• GIVEN TASK:
Print all of the data exactly.

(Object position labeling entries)
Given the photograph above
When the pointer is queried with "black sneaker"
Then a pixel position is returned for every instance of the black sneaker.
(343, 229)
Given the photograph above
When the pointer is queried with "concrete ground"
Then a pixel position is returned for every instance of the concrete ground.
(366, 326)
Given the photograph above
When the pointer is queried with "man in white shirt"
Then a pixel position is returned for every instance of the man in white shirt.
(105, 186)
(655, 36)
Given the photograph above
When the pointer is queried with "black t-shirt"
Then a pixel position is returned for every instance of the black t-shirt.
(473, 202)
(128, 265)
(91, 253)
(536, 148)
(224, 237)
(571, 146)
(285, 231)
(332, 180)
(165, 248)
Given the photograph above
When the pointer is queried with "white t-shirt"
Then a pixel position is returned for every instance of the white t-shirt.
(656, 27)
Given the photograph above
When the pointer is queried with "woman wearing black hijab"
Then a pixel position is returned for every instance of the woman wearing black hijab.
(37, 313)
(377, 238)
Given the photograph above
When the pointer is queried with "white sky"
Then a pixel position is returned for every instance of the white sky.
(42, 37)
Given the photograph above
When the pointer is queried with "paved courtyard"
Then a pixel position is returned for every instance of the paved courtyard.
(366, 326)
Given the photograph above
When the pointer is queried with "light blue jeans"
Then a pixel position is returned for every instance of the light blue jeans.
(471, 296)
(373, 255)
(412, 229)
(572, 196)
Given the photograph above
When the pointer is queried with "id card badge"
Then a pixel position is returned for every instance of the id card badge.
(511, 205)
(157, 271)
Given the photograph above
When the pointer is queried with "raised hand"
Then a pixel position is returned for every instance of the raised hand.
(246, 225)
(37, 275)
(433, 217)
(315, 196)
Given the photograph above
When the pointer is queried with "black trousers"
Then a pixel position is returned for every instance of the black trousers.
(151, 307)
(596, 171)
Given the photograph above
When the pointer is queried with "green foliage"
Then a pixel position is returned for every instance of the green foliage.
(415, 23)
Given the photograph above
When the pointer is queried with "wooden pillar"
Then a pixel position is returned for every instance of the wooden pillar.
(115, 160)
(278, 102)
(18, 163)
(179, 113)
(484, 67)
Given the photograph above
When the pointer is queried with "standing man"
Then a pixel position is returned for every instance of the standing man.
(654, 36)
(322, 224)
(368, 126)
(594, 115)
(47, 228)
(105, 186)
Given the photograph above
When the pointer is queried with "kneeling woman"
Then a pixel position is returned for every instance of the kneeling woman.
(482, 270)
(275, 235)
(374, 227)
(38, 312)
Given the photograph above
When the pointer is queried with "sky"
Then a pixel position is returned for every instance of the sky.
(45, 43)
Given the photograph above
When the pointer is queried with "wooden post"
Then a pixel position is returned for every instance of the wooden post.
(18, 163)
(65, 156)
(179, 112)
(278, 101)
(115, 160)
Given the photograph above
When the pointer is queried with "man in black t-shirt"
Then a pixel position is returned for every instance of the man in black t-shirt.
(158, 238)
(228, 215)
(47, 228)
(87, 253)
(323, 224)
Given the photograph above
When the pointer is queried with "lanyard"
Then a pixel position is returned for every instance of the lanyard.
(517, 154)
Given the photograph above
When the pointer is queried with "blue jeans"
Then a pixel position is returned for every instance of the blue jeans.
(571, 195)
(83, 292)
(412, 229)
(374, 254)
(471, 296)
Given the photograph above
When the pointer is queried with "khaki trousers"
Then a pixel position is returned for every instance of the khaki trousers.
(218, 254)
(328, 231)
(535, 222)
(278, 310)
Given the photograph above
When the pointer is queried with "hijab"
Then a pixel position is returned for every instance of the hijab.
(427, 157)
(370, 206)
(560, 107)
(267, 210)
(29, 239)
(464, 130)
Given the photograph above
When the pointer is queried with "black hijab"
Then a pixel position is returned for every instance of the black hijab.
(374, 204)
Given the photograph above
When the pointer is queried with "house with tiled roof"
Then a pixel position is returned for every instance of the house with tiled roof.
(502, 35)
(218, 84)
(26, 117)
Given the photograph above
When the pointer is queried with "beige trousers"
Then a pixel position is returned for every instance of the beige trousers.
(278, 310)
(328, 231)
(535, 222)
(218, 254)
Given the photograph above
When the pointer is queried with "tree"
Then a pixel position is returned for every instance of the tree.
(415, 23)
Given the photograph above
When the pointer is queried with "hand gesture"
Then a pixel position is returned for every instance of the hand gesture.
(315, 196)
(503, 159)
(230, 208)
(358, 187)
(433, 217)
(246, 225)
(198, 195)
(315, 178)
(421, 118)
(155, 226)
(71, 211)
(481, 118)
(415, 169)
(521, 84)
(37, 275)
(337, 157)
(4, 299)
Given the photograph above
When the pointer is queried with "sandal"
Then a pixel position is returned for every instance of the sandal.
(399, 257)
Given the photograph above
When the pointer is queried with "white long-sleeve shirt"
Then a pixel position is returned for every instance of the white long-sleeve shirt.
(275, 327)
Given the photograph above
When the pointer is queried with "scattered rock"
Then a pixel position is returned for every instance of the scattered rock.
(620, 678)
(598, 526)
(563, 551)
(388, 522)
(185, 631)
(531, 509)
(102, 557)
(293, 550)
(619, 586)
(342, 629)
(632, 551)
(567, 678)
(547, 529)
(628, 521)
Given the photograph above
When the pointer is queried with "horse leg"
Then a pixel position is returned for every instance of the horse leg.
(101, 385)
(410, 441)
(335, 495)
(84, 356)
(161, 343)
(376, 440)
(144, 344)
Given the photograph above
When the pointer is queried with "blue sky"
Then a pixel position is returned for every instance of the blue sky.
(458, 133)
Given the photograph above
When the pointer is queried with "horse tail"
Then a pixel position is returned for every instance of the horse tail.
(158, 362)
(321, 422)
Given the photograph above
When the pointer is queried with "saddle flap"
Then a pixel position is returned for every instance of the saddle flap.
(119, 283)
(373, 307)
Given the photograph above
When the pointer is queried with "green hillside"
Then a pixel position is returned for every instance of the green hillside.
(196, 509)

• COMPLETE OUTPUT:
Given the photograph above
When the pointer is queried with "black sneaker"
Then a pixel position is returned for every instance of the black sneaker.
(343, 229)
Given the photograph above
When the pointer is queried with "concrete ground"
Then a pixel position is returned for every instance of the concrete ground.
(366, 326)
Given the photograph above
When the pointer is queried with "man in white shirt"
Then a pixel position is returned for every instance of the man in white shirt.
(105, 186)
(655, 36)
Given the photograph above
When the pointer is queried with "black t-shirt"
Then a pixel position is returned for every instance of the black t-shirt.
(473, 202)
(128, 265)
(91, 253)
(536, 148)
(224, 237)
(571, 146)
(285, 231)
(332, 180)
(165, 248)
Given the photograph above
When the pointer is queried with "white t-shirt"
Then a pixel position is returned for every instance of the white t-shirt.
(656, 27)
Given the photograph above
When the pointer is queried with "woman wearing black hijab"
Then a pixel position is returned for every instance of the woman wearing black hijab.
(37, 313)
(377, 238)
Given the photograph above
When the pointer is queried with "white sky"
Then a pixel position is returned for every instance of the white sky.
(42, 37)
Given the photograph above
When the pointer is queried with "paved courtyard"
Then a pixel position is returned for every instance of the paved courtyard.
(366, 326)
Given the photograph above
When the pointer is queried with "light blue jeans"
Then a pixel position is returned for every instance of the light blue jeans.
(471, 296)
(373, 255)
(412, 229)
(572, 196)
Given the photograph above
When the pointer is queried with "id card badge"
Then a pixel position is returned for every instance of the id card badge.
(511, 205)
(157, 271)
Given the photograph above
When the pointer is queried with "raised hand"
Then a pixel position is returned for every instance of the raised hand.
(246, 225)
(37, 275)
(433, 217)
(315, 196)
Given the photograph above
When the pointer is queried with "black trousers"
Then a pixel position is returned for every instance of the black trousers.
(151, 307)
(596, 171)
Given the photograph above
When the pointer is queried with "green foliage"
Then a pixel position is returned for every instance of the green foliage.
(415, 23)
Given the photograph above
When the pointer is queried with "wooden pillar"
Then a pixel position is returned for every instance of the wooden pillar.
(115, 160)
(278, 102)
(18, 163)
(179, 113)
(484, 67)
Given the photograph above
When the pointer is queried with "standing man"
Then a pixel position is returned for every instance of the standing man.
(654, 36)
(322, 224)
(368, 126)
(594, 115)
(47, 228)
(105, 186)
Given the photograph above
When the pointer is queried with "kneeling woman"
Then a pixel position is returned for every instance of the kneeling woman.
(482, 270)
(275, 235)
(374, 227)
(38, 312)
Given the photograph above
When the pointer is queried with "sky"
Then a pixel position is returned for every instance of the sky.
(45, 43)
Given the photograph above
When the pointer is queried with "wooden post"
Then a pixel position is returned for every instance of the wooden post.
(18, 163)
(65, 156)
(179, 112)
(278, 101)
(115, 160)
Given the photograph above
When the pointer is queried with "man in black t-shirt"
Then a pixel position is returned for every instance of the man in black t-shirt.
(158, 238)
(228, 215)
(47, 228)
(87, 253)
(323, 224)
Given the photograph above
When the pointer is queried with "lanyard"
Then a pixel position is returned for every instance of the lanyard.
(517, 154)
Given the photograph above
When the pointer is queried with "blue jeans"
Then a pixel position is returned for every instance of the blue jeans.
(571, 195)
(83, 292)
(412, 229)
(374, 254)
(471, 296)
Given the photograph above
When the pointer is queried with "khaki trousers"
Then a pixel position is returned for every instance of the khaki trousers.
(218, 254)
(328, 231)
(535, 222)
(278, 310)
Given the photograph above
When the pointer is queried with "hijab"
Then a pixel position is returned for every instance of the hijab.
(427, 157)
(370, 206)
(560, 107)
(267, 210)
(29, 239)
(464, 130)
Given the photograph above
When the pointer is queried with "black hijab"
Then a pixel position is returned for every instance of the black hijab.
(374, 204)
Given the photograph above
When the pointer is queried with "house with tiled roof"
Then a pixel position is returned for every instance of the house with tiled roof.
(502, 35)
(218, 84)
(26, 117)
Given the photograph above
When the pointer is queried with "beige trousers"
Then a pixel position is returned for every instance of the beige trousers.
(278, 310)
(328, 231)
(535, 222)
(218, 254)
Given the photograph above
When the pointer is queried with "tree"
Then a pixel position is returned for every instance of the tree.
(415, 23)
Given the photograph above
When the pointer is queried with "hand gesture"
Then a pixel position is returned for every instance of the hand gesture.
(315, 196)
(503, 159)
(230, 208)
(358, 187)
(433, 217)
(246, 225)
(198, 195)
(315, 178)
(421, 118)
(155, 226)
(71, 211)
(481, 118)
(415, 169)
(521, 84)
(37, 275)
(337, 157)
(4, 299)
Given the photograph above
When the pointer is queried with "sandal"
Then a pixel position is returned for every instance of the sandal.
(399, 257)
Given the photograph above
When the pointer is queried with "white long-sleeve shirt"
Then a pixel position is returned for every instance of the white long-sleeve shirt.
(275, 327)
Given the photograph above
When the pointer is queried with "scattered rock"
Then a pixel position is returned for every instance of the scattered rock.
(620, 678)
(598, 526)
(563, 551)
(388, 522)
(185, 631)
(531, 509)
(102, 557)
(293, 550)
(619, 586)
(342, 629)
(632, 551)
(567, 678)
(547, 529)
(628, 521)
Given the photograph above
When the pointer is queried with "horse leg"
Then a pixel position is returned for every instance of the horse leg.
(101, 385)
(410, 441)
(335, 495)
(84, 356)
(161, 343)
(376, 440)
(144, 344)
Given the photograph above
When the pointer is queried with "blue sky"
Then a pixel position is returned for every instance of the blue sky.
(458, 133)
Given the photograph above
When the pointer is queried with "horse tail"
Then a pixel position is returned for every instance of the horse tail.
(158, 362)
(321, 422)
Given the photograph above
When the pointer is queried with "saddle flap"
Then a pixel position is returned for every instance of the saddle flap.
(119, 283)
(373, 307)
Given the photograph above
When the pointer is queried with "green hillside"
Then a pixel position is returned for every instance of the green hillside.
(196, 509)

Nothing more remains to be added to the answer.